** Selected text **
NOTES TO UNAUDITED CONDENSED CONSOLIDATED FINANCIAL STATEMENTS (continued)

August 2, 2008

 

(11) Securities Available for Sale

Pursuant to our investment policy, securities available for sale may include corporate debt securities, governmental obligations and state and municipal securities with various contractual or anticipated maturity dates, including Auction Rate Securities. Governmental obligations include U.S. Government and Federal Agency securities. Auction rate securities are a type of long-term state and municipal securities issued in the form of variable rate bonds having interest rate resets through a modified Dutch auction, at predetermined short-term intervals, usually every 7, 28 or 35 days.

At August 2, 2008 the Company had approximately $2,845,175 invested in AAA-rated municipal auction rate securities of which $478,180 is invested in a state-sponsored entity engaged in the business of investing in student loans. Beginning in February 2008, a decrease in liquidity in the global credit markets caused auctions to fail for substantially all of the remaining municipal auction rate securities we held. When these auctions failed to clear, higher interest rates for many of those securities went into effect. However, the principal amounts of those securities have not been considered accessible until a successful auction occurs, a buyer is found outside of the auction process, the issuer calls the security, the issuer repays principal over time from cash flows prior to final maturity, or the security matures according to contractual terms ranging from one to 30 years. The Company’s auction rate securities were acquired through the brokerage service of UBS Financial Services Inc., a subsidiary of UBS AG. On August 8, 2008, UBS Financial Services Inc. agreed to a settlement in principle with the Securities and Exchange Commission and other state regulatory agencies including Massachusetts, New York, Texas and other states, to restore liquidity to all clients who hold action rate securities. All UBS clients who hold auction rate securities will be able to redeem their securities at par value plus interest over a scheduled timeframe. With the exception of the student loan security for $478,180 referred to above, all of the other auction rate securities are scheduled to be refunded by UBS over the next year. The student loan security is scheduled to be refunded within a two-year timeframe.

** Dataset records **
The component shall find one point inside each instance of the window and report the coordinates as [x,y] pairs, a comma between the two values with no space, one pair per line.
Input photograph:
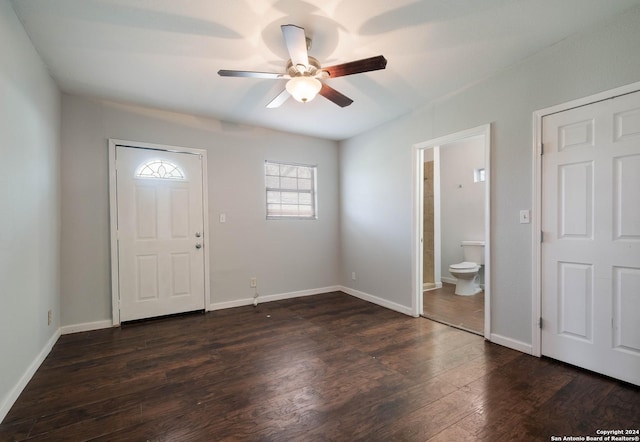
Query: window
[160,169]
[291,191]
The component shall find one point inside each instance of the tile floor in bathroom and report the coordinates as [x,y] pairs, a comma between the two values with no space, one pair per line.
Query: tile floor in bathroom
[465,312]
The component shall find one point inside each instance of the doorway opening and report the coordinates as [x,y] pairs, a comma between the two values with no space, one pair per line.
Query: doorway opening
[452,209]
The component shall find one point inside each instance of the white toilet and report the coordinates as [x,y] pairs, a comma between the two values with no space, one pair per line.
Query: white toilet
[466,273]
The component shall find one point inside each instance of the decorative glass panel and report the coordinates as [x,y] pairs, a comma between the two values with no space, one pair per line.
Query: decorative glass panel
[160,169]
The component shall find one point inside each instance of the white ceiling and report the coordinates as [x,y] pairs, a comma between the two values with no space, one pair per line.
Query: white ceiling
[166,53]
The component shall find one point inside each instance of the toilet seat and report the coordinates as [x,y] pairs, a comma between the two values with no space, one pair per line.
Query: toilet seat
[465,267]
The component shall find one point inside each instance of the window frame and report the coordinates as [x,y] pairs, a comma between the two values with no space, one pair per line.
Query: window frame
[313,191]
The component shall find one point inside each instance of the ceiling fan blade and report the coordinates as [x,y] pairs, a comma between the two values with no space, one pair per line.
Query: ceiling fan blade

** Problem details **
According to the financial statement notes, through which firm's brokerage service did the Company acquire its auction rate securities? The entries have no connection to the financial statement notes.

** Exercise response **
UBS Financial Services Inc., a subsidiary of UBS AG.